§ **DIRECTIONS FOR THIS TASK**: Transcribe the records in full; omit images.

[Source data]

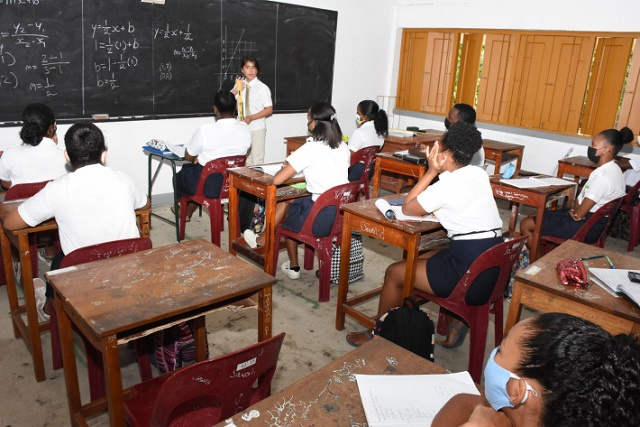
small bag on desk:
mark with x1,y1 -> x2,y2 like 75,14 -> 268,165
330,232 -> 364,284
556,258 -> 588,287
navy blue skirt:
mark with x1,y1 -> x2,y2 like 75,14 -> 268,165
427,237 -> 503,305
176,163 -> 223,199
282,196 -> 337,237
537,208 -> 604,244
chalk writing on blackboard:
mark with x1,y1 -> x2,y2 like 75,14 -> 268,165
217,27 -> 258,89
90,20 -> 140,91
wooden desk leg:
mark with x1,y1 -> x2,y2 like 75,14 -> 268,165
103,335 -> 125,426
258,285 -> 273,341
371,162 -> 381,199
56,295 -> 82,426
138,212 -> 150,240
401,234 -> 420,299
0,229 -> 20,338
20,234 -> 46,382
515,148 -> 524,172
529,202 -> 547,261
263,186 -> 277,276
192,316 -> 208,361
508,202 -> 520,235
228,175 -> 238,255
335,213 -> 353,330
504,281 -> 525,335
494,153 -> 503,175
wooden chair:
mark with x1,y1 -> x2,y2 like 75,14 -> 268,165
414,237 -> 527,383
123,332 -> 286,427
349,146 -> 380,200
49,237 -> 153,401
273,181 -> 361,302
178,155 -> 246,247
539,196 -> 624,255
619,180 -> 640,251
1,181 -> 50,285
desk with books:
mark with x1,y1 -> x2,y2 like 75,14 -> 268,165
557,155 -> 631,184
371,152 -> 427,198
505,239 -> 640,336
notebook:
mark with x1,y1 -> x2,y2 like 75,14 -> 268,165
500,176 -> 575,189
393,150 -> 427,165
588,268 -> 640,307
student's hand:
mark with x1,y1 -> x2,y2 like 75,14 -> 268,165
426,141 -> 446,173
244,115 -> 253,125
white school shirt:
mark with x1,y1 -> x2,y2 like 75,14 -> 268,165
348,121 -> 384,152
416,165 -> 502,239
0,137 -> 67,185
623,157 -> 640,187
286,137 -> 350,201
240,78 -> 272,131
18,164 -> 147,255
470,146 -> 485,167
184,118 -> 251,166
578,160 -> 626,212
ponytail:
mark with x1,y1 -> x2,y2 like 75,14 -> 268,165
600,126 -> 634,155
309,102 -> 343,149
358,100 -> 388,137
19,103 -> 55,147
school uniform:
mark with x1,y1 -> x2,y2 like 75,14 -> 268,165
416,165 -> 503,304
0,137 -> 67,186
540,160 -> 625,242
176,118 -> 251,198
239,77 -> 272,165
348,121 -> 384,181
623,157 -> 640,187
283,137 -> 350,236
18,163 -> 147,255
470,146 -> 485,167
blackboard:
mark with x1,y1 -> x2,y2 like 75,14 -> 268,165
0,0 -> 337,122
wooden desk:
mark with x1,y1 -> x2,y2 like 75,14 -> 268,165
219,337 -> 448,426
0,201 -> 150,383
505,240 -> 640,336
143,147 -> 186,242
336,197 -> 444,330
47,239 -> 276,426
483,139 -> 524,173
227,166 -> 309,275
490,175 -> 575,261
371,152 -> 427,198
557,155 -> 631,185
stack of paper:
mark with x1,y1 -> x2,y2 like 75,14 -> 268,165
500,176 -> 575,189
589,268 -> 640,307
374,199 -> 438,222
356,372 -> 480,426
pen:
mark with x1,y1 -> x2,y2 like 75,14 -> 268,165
604,255 -> 615,269
580,255 -> 605,261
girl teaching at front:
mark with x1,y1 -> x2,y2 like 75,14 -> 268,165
347,100 -> 388,181
519,127 -> 632,247
347,122 -> 503,348
245,102 -> 350,279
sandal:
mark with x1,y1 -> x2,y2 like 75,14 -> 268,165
346,330 -> 374,347
440,321 -> 468,349
170,204 -> 191,222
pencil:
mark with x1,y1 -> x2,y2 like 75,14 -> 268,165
604,255 -> 615,269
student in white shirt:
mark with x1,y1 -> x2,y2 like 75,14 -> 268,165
520,127 -> 632,247
0,103 -> 67,189
231,56 -> 273,166
175,90 -> 251,220
347,122 -> 502,348
348,100 -> 388,182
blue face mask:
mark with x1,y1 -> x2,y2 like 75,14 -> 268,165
484,347 -> 538,411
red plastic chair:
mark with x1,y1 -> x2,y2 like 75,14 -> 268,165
619,180 -> 640,251
539,196 -> 623,255
272,181 -> 361,302
178,155 -> 246,247
413,236 -> 527,383
350,146 -> 380,200
49,237 -> 153,402
0,181 -> 50,286
123,332 -> 286,427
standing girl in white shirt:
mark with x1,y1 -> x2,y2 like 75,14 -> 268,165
348,100 -> 388,182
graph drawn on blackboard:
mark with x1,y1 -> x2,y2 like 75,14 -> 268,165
217,26 -> 259,89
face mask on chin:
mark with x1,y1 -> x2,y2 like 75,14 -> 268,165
356,114 -> 365,126
587,146 -> 601,164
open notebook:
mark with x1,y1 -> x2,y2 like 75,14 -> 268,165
589,268 -> 640,307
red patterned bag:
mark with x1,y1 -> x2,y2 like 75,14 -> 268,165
556,258 -> 588,287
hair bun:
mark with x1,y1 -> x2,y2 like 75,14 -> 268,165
620,127 -> 635,145
20,122 -> 43,145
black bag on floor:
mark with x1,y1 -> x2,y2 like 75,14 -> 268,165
373,297 -> 435,362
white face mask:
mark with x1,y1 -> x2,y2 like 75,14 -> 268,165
355,114 -> 365,126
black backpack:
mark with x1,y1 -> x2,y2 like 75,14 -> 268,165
373,297 -> 435,362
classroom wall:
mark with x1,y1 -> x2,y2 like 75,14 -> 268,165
387,0 -> 640,175
0,0 -> 396,202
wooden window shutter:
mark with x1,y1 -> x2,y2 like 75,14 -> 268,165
397,30 -> 429,111
617,39 -> 640,135
476,33 -> 517,123
455,33 -> 483,106
581,37 -> 634,136
420,31 -> 459,114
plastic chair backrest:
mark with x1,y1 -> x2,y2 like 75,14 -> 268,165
297,181 -> 361,238
5,180 -> 49,201
622,179 -> 640,207
194,155 -> 246,200
59,237 -> 152,268
444,237 -> 527,308
350,145 -> 379,172
149,332 -> 286,426
571,197 -> 623,244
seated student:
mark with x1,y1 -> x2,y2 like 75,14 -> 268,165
520,127 -> 632,248
432,313 -> 640,427
346,122 -> 503,347
444,103 -> 484,167
4,123 -> 150,320
0,103 -> 67,189
244,102 -> 350,280
347,100 -> 388,182
175,90 -> 251,221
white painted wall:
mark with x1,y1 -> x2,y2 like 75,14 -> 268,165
0,0 -> 396,202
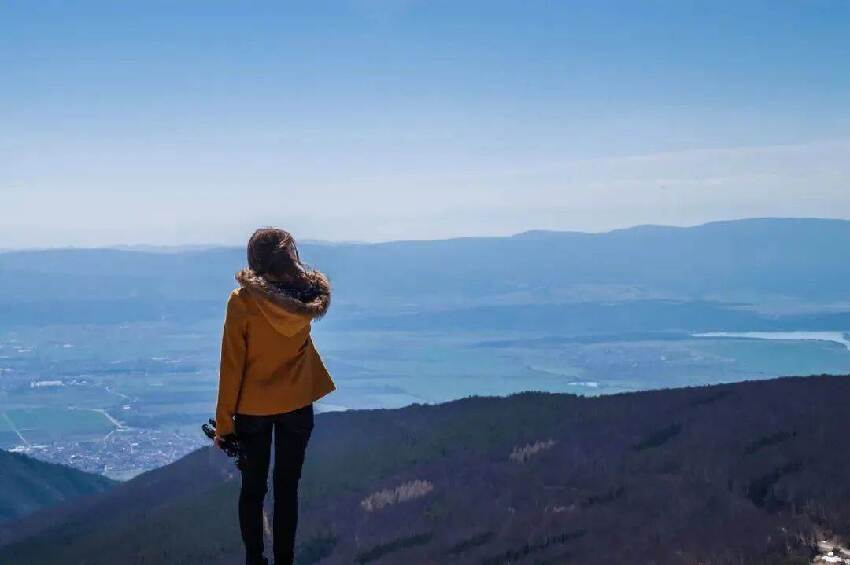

§ **WORKED SOLUTION**:
small bag on desk:
mark with x1,y1 -> x2,y2 like 75,14 -> 268,165
330,232 -> 364,284
556,258 -> 588,287
navy blue skirt:
mark with x1,y1 -> x2,y2 like 75,14 -> 268,165
427,237 -> 503,305
176,163 -> 223,199
282,196 -> 337,237
537,208 -> 604,244
chalk writing on blackboard:
mark with x1,y1 -> x2,y2 like 75,14 -> 268,165
217,27 -> 258,89
90,20 -> 140,91
wooden desk leg:
mark with x1,y1 -> x2,y2 like 75,14 -> 268,165
103,335 -> 125,426
258,285 -> 273,341
371,162 -> 381,199
56,295 -> 82,426
138,212 -> 150,240
401,234 -> 420,299
0,229 -> 20,338
20,234 -> 46,382
515,148 -> 524,172
529,202 -> 547,261
263,186 -> 277,276
192,316 -> 208,361
508,202 -> 520,235
228,175 -> 238,255
335,213 -> 353,330
504,281 -> 525,335
494,153 -> 503,175
wooden chair:
mark with x1,y1 -> x2,y2 like 75,14 -> 268,165
414,237 -> 527,383
123,332 -> 286,427
349,146 -> 380,200
49,237 -> 153,401
273,181 -> 361,302
178,155 -> 246,247
539,196 -> 624,255
619,180 -> 640,251
1,181 -> 50,285
desk with books:
mark with x1,y1 -> x2,y2 like 75,14 -> 268,165
557,155 -> 631,184
371,152 -> 427,198
505,239 -> 640,336
notebook:
mark with x1,y1 -> x2,y2 like 75,14 -> 268,165
500,176 -> 575,189
393,150 -> 427,165
588,268 -> 640,307
student's hand:
mark with x1,y1 -> x2,y2 like 75,14 -> 268,165
426,141 -> 446,173
244,115 -> 253,125
white school shirt:
mark with x1,y1 -> x2,y2 like 75,14 -> 268,165
348,121 -> 384,152
416,165 -> 502,239
0,137 -> 67,185
623,157 -> 640,187
286,137 -> 350,201
240,78 -> 272,131
18,164 -> 147,255
470,146 -> 485,167
184,118 -> 251,166
578,160 -> 626,212
ponytail:
mark with x1,y1 -> x2,y2 like 75,14 -> 268,165
600,126 -> 634,155
309,102 -> 343,149
358,100 -> 388,137
19,103 -> 55,147
school uniform:
mark with x1,y1 -> x2,y2 like 75,14 -> 268,165
416,165 -> 503,304
0,137 -> 67,186
540,160 -> 625,242
176,118 -> 251,198
239,77 -> 272,165
348,121 -> 384,181
623,157 -> 640,187
283,137 -> 350,236
18,163 -> 147,255
470,146 -> 485,167
blackboard:
mark with x1,y1 -> x2,y2 like 75,14 -> 268,165
0,0 -> 337,122
wooden desk:
mark with x1,y1 -> x2,y2 like 75,14 -> 268,165
219,337 -> 448,426
0,201 -> 150,383
505,240 -> 640,336
143,147 -> 186,242
336,197 -> 444,330
47,239 -> 276,426
483,139 -> 524,173
227,166 -> 309,275
490,175 -> 575,261
371,152 -> 427,198
557,155 -> 631,185
stack of paper:
mark with x1,y1 -> x2,y2 like 75,14 -> 268,165
500,176 -> 575,189
589,268 -> 640,307
374,199 -> 438,222
356,372 -> 480,426
pen:
mark with x1,y1 -> x2,y2 like 75,14 -> 268,165
604,255 -> 615,269
580,255 -> 605,261
girl teaching at front:
mark with x1,y1 -> x2,y2 like 75,14 -> 268,165
347,100 -> 388,181
519,127 -> 632,247
347,122 -> 503,348
245,102 -> 350,279
sandal:
mark with x1,y1 -> x2,y2 like 75,14 -> 268,165
346,330 -> 374,347
440,321 -> 468,349
170,204 -> 191,222
pencil:
mark with x1,y1 -> x2,y2 like 75,14 -> 268,165
604,255 -> 615,269
student in white shirt:
mark with x1,y1 -> x2,y2 like 75,14 -> 268,165
520,127 -> 632,247
0,103 -> 67,189
231,56 -> 273,166
175,90 -> 251,220
347,122 -> 502,348
348,100 -> 388,182
blue face mask:
mark with x1,y1 -> x2,y2 like 75,14 -> 268,165
484,347 -> 538,411
red plastic chair:
mark with x1,y1 -> x2,y2 like 75,14 -> 268,165
619,180 -> 640,251
539,196 -> 623,255
272,181 -> 361,302
178,155 -> 246,247
413,236 -> 527,383
350,146 -> 380,200
49,237 -> 153,402
0,181 -> 50,286
123,332 -> 286,427
standing girl in white shirt:
mark with x1,y1 -> x2,y2 like 75,14 -> 268,165
348,100 -> 388,182
graph drawn on blackboard:
mark with x1,y1 -> x2,y2 like 75,14 -> 268,165
217,26 -> 259,89
face mask on chin:
mark with x1,y1 -> x2,y2 like 75,14 -> 268,165
356,114 -> 365,126
587,146 -> 601,164
open notebook:
mark with x1,y1 -> x2,y2 like 75,14 -> 268,165
589,268 -> 640,307
red patterned bag:
mark with x1,y1 -> x2,y2 like 75,14 -> 268,165
556,258 -> 588,287
hair bun:
mark with x1,y1 -> x2,y2 like 75,14 -> 268,165
620,127 -> 635,145
20,122 -> 43,145
black bag on floor:
mark with x1,y1 -> x2,y2 like 75,14 -> 268,165
373,297 -> 435,362
white face mask:
mark with x1,y1 -> x2,y2 like 75,14 -> 268,165
355,114 -> 365,126
black backpack:
mark with x1,y1 -> x2,y2 like 75,14 -> 268,165
373,297 -> 435,362
classroom wall:
mark with x1,y1 -> x2,y2 like 75,14 -> 268,165
387,0 -> 640,175
0,0 -> 396,202
wooden window shutter:
mark with x1,y1 -> x2,y2 like 75,14 -> 268,165
397,30 -> 429,111
617,39 -> 640,135
476,33 -> 517,123
455,33 -> 483,106
581,37 -> 634,136
420,31 -> 459,114
plastic chair backrest:
mark with x1,y1 -> x2,y2 like 75,14 -> 268,165
297,181 -> 361,238
5,180 -> 49,201
622,179 -> 640,207
194,155 -> 246,200
59,237 -> 152,268
444,237 -> 527,308
350,145 -> 379,172
149,332 -> 286,426
571,197 -> 623,244
seated student:
mark with x1,y1 -> x2,y2 like 75,14 -> 268,165
520,127 -> 632,248
432,313 -> 640,427
346,122 -> 503,347
444,103 -> 484,167
4,123 -> 150,320
0,103 -> 67,189
244,102 -> 350,280
347,100 -> 388,182
175,90 -> 251,221
white painted wall:
mark with x1,y1 -> x2,y2 like 75,14 -> 268,165
0,0 -> 396,202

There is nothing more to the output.